== Exercise materials ==
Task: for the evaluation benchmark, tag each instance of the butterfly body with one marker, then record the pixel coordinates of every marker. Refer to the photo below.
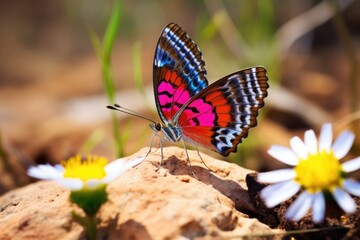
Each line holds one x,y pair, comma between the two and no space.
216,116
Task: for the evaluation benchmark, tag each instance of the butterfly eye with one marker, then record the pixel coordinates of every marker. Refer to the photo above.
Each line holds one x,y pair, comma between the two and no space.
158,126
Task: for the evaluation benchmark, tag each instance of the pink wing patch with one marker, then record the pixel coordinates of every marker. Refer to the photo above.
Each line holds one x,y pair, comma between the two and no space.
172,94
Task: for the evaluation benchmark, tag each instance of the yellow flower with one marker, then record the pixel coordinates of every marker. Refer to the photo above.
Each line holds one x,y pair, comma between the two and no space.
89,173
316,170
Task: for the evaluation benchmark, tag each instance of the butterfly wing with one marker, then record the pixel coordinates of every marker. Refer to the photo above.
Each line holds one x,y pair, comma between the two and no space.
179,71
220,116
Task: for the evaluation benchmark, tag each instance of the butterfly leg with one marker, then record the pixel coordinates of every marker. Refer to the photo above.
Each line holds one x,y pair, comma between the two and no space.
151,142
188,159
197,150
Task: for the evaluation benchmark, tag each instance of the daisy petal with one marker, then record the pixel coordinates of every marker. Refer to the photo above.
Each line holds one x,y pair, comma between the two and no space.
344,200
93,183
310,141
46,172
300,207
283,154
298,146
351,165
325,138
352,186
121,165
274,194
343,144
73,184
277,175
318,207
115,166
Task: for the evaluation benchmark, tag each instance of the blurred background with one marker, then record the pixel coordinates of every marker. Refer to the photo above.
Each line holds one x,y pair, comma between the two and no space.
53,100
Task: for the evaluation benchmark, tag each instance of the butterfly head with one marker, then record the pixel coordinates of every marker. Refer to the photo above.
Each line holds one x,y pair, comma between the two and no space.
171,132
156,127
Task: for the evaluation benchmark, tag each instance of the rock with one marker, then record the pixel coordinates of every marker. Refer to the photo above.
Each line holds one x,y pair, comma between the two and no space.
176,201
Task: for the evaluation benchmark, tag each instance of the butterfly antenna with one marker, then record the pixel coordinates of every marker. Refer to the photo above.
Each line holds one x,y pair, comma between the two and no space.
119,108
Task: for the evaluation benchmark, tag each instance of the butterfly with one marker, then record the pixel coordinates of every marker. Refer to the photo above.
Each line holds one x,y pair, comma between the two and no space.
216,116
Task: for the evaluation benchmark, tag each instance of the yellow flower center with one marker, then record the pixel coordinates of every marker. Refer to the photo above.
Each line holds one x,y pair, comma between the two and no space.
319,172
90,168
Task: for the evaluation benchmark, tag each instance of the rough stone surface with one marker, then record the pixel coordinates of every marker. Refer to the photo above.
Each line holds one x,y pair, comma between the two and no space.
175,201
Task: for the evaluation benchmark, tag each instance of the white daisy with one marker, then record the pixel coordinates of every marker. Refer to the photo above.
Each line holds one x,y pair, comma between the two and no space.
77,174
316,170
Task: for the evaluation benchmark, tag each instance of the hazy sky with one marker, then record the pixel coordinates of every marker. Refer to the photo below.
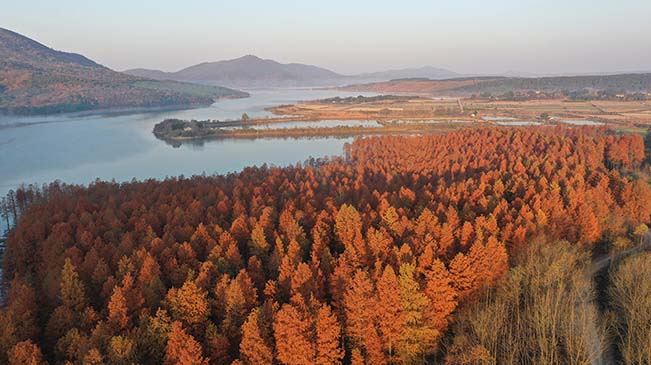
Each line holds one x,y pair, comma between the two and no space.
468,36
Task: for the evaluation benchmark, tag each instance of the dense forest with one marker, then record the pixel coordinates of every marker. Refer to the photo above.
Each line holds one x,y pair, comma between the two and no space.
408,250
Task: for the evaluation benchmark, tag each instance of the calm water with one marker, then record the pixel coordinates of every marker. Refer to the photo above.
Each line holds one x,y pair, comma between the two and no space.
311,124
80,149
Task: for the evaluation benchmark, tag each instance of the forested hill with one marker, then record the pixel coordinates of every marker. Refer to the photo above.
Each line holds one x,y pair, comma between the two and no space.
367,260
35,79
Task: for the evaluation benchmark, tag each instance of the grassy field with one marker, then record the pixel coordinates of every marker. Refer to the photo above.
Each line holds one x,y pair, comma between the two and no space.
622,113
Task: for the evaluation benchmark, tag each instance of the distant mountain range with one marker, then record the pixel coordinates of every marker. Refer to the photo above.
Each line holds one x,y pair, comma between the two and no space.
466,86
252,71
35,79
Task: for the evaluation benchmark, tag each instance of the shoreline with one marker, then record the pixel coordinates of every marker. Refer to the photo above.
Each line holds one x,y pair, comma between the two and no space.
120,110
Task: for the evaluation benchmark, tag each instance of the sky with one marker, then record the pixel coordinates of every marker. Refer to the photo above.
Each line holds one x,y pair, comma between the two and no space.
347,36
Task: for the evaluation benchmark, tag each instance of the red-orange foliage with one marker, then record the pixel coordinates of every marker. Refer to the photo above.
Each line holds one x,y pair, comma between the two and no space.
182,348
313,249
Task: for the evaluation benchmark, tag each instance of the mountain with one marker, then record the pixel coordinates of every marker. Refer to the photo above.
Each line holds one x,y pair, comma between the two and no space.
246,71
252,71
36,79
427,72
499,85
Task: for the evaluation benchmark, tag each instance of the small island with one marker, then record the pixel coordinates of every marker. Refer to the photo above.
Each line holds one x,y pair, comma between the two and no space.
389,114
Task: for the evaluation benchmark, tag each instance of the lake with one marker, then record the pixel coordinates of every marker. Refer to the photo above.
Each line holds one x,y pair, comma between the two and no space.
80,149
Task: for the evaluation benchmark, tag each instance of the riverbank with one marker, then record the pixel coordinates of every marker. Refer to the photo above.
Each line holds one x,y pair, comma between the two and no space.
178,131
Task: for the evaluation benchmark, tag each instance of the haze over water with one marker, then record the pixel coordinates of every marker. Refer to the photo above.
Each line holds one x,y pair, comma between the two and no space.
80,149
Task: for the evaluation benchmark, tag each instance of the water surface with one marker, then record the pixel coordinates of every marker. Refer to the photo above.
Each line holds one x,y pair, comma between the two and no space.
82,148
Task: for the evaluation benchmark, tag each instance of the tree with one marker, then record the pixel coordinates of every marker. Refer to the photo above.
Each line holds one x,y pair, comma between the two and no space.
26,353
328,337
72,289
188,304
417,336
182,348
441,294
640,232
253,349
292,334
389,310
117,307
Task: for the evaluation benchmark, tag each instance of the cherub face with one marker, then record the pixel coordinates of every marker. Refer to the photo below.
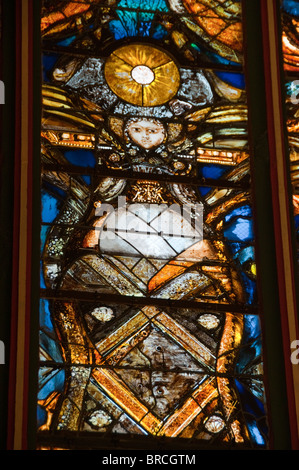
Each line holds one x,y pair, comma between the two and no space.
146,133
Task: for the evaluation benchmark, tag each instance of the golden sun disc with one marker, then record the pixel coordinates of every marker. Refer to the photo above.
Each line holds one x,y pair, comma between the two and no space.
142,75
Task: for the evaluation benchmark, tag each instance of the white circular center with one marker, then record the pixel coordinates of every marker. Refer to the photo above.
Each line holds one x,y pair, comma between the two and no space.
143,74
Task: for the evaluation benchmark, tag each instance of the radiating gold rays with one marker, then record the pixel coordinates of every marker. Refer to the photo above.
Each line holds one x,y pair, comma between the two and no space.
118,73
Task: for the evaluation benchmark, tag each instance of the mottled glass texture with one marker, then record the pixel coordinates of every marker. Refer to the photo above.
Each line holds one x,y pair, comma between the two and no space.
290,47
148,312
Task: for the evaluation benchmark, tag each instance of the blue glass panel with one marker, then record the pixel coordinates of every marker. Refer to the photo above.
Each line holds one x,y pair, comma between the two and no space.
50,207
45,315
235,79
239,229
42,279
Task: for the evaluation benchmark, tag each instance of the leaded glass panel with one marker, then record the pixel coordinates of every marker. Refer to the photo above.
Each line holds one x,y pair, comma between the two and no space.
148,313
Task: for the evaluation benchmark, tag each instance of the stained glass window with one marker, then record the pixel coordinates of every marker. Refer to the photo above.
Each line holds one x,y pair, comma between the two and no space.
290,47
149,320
===
Exercise
Could you reproduce every record above exactly, leaving out the pictures?

Problem solution
Task: for the evaluation benchmark, tag each instance of the butterfly body with one marker, then record the pixel coordinates of every marker. Refer to the photo below.
Each line holds one x,y pair, comma between the two and no space.
216,116
Task: for the evaluation benchmark, tag each instance of the butterfly eye with one marker, then record the pixel coordinates of every marker. Refer to the photo above.
Each line holds one x,y pair, comma between the two and no space.
158,126
Task: for the evaluation benchmark, tag each instance of the pink wing patch with one marker, then record the pixel coordinates of every marker. Refer to the photo above.
Each line holds one x,y pair, comma between the two and no space.
172,94
Task: for the evaluation benchmark, tag each instance of the yellow flower with one marker, then record the pixel coordinates of every marker. Refer to the photo above.
Each line holds one x,y pair, comma between the two and no space.
89,173
316,170
Task: for the evaluation benchmark, tag each instance of the butterfly wing with one marker, then record the pixel coordinates of every marker. Refer to the photo above.
Each line holds one x,y pair, comma between the two and no space.
179,71
220,116
Task: for the evaluation benchmark, tag each instance of the butterfly leg with one marker, then record the pixel coordinates of every marker. Refer to the photo above.
Each line holds one x,y pair, comma between the two and no space.
151,142
188,159
197,150
Task: for the evaluation benchmark, tag each instance of the daisy petal with one marker, then record the pixel coordinates of every marker. Refer to the photo above.
Each line holds one x,y pair, comma between the two and no space.
344,200
93,183
310,141
46,172
300,207
283,154
298,146
351,165
325,138
352,186
121,165
274,194
343,144
73,184
277,175
318,207
115,166
Task: for the evaluation benchmark, tag each instance of the blurred background with one marker, then record the pixel coordinates of every marker. Refer to the photo above.
Each line holds one x,y pair, comma between the two and no space.
53,100
Task: for the evaluation benchmark, tag each instance of the butterfly head with one marker, then record the pixel coordinates of every marker. Refer to the photo above.
Each line holds one x,y pair, comma between the two and no space.
171,132
156,127
Task: for the evaluation benchmark, tag each instance of the rock with one marker, then record the pixel coordinates of every marker. Refer to the photo above.
Each line holds one x,y pair, comma between the two and no space.
176,201
Task: for the evaluation benchmark, tag each instance of the butterfly antenna with one marker, then record the pixel coordinates of every marker. Refer to the photo above.
Each line holds one x,y pair, comma between the two and no space.
119,108
Task: for the evaluation benchmark, tag each instance of the butterfly with one marker, then record the pixel coordinates of every marker. Refer to the photo above.
Each line holds one x,y pair, comma between the two and no space.
216,116
Task: for the evaluation benchmark, tag each instance of the yellow flower center with one marker, then record the pixel coordinates of every marker. Refer to the photo above.
Each line holds one x,y pair, comma between the two and no space.
319,172
90,168
Task: for the evaluation benchmark, tag each instance of the rough stone surface with one marker, then record the pixel coordinates of every marker. Refer to the photo above.
Each line holds one x,y pair, comma between the two and no space.
175,201
Task: for the evaluation benchmark, tag each instance of the white daisy with one marker, then record the pixel coordinates of every marker. Refer to the photo above.
Each line holds one x,y pair, comma between the two and no space.
77,174
316,170
Task: for the evaluation benchmark, tag each instance of the hazy sky with one marker, then record the pixel coordinates of every marker. Refer to the photo below.
Each line holds one x,y pair, comma between the two and no space.
468,36
Task: for the evaluation benchmark, tag each instance of the dense forest with one marker, then record the pixel coordinates of every marker. Refer to the photo above.
Each line holds one x,y pair, comma between the two and no space.
408,250
Task: for the evaluation benchmark, tag each instance of the calm water with one marker, then record the pixel coordinates of every marker. Refer to the photo above.
Each line holds one x,y pair, comma between the two and no space.
311,124
80,149
Task: for the evaluation benchmark, tag each instance of the forested hill with one marker, then record the pixel coordinates of every marker. Refer to the photo above.
Each line holds one x,y pair, comma between the two and no space.
367,260
35,79
Task: for the evaluation benchmark, tag each instance of the grassy field with one marker, then record the pixel coordinates of every marker. Refer to the photo above.
Each line holds one x,y pair, comma between the two and no space.
622,113
Task: for the evaluation benchmark, tag each instance of the distant mountain range with one marker, then record the pixel coordinates of every marker. Refer to the photo above.
Each line holds one x,y pair, comma between the two and no space.
466,86
252,71
35,79
Task: for the evaluation benchmark, tag each instance of the shoreline with one marker, then record the pixel coordinates of every marker. Refer to the photo above.
Each line holds one x,y pair, comma between the two and no space.
120,110
Task: for the evaluation benchmark, tag each instance of the sky with one marker, then record the pixel coordinates of every marker. Refer to the photo above.
Each line holds one x,y pair, comma between the two and no space.
347,36
Task: for the evaluation benchmark, tag each instance of the red-orange foliage with one marker, then record the pixel coordinates of every marker. Refer to the photo above.
Each line holds one x,y pair, comma between the two and no space.
182,348
313,249
Task: for the evaluation benchmark, tag each instance of the mountain with one marker, then record the pixel coordinates of every marker. Refer to the photo above.
Each line holds one x,y pair, comma between the two and no space.
246,71
252,71
36,79
427,72
499,85
Task: for the evaluation benchmark, tag each instance of the small island with one marker, then record the pixel coordinates of every marker. Refer to the photo above.
Each line holds one x,y pair, comma between the two and no space.
389,114
Task: for the evaluation benchmark, tag each instance of the lake with one marker, then record the pixel coordinates of every marker. Refer to the photo above.
Each line holds one x,y pair, comma between the two and no space.
80,149
Task: for the evaluation benchmark, tag each instance of the riverbank with one marker, then record the pixel coordinates of every marker. Refer to the photo above.
Each line holds one x,y pair, comma between the two and no space.
178,131
Task: for the evaluation benchmark, tag each instance of the haze over water with one marker, then record the pixel coordinates of every marker. Refer to the photo above.
Each line holds one x,y pair, comma between the two and no space.
80,149
Task: for the evaluation benchmark, tag each instance of the water surface with one marker, then record the pixel coordinates of every marker. Refer to the photo above.
Each line holds one x,y pair, comma between the two and no space.
82,148
Task: for the evaluation benchmark, tag each instance of the tree with one marker, then record the pixel coordinates of every marker. Refer to the photo above.
Each line holds one x,y pair, comma between the two and no space.
26,353
328,337
72,289
188,304
417,336
182,348
441,294
640,232
253,349
292,334
389,310
117,307
Task: for the evaluation benchmark, tag each instance of the cherub face with one marker, then record the pixel coordinates of every marker. Refer to the photo below.
Each line holds one x,y pair, comma between the two and no space.
146,133
Task: for the evaluation benchmark, tag each instance of the golden sun disc with one marker, then record the pixel coordinates of every marker. Refer to the photo above.
Each line holds one x,y pair, comma between the two and no space.
142,75
Task: for the evaluation benchmark, tag each instance of the white circular center with one marker, then record the pixel coordinates of every marker. Refer to the photo above.
Each line holds one x,y pair, comma between the two and no space.
143,74
Task: for the evaluation benchmark, tag each instance of the radiating gold rays with one marker, then record the pixel coordinates of every marker. Refer to the photo above.
Each line holds one x,y pair, comma between the two and no space.
118,73
Task: for the evaluation benchmark, tag each instance of the mottled glass texture with one marker, then record the pixel coordinates of every marker. Refer to the photo above.
Each line holds one x,y pair, comma between the two and no space.
290,47
148,312
Task: for the evaluation benchmark, tag each instance of the blue glass panel with one marker, then record the pixel coordinates of every marker. Refer to the photo above.
Each line holds one x,y pair, comma between the two and no space.
50,207
45,315
235,79
239,229
42,279
Task: for the evaluation benchmark, tag each instance of the leaded glass panel with one marker, then record the pixel coordinates of every marker. Refer to the photo above.
Each line holds one x,y pair, comma between the two and no space.
148,313
Task: for the evaluation benchmark, tag each instance of the stained glass window with one marker, then record the pixel coordinates of every marker. Refer to the photo above.
Each line holds one x,y pair, comma between the two and no space.
290,47
149,320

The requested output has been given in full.